### What is needed
Every line from the one with "[spot] the smoke" through the final line of the entries below should be returned exactly; leave out all other lines.

The data Start Marker

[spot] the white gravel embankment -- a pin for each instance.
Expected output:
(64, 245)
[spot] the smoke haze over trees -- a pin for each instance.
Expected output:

The data End Marker

### Response area
[spot] the smoke haze over trees -- a pin for each instance.
Expected output:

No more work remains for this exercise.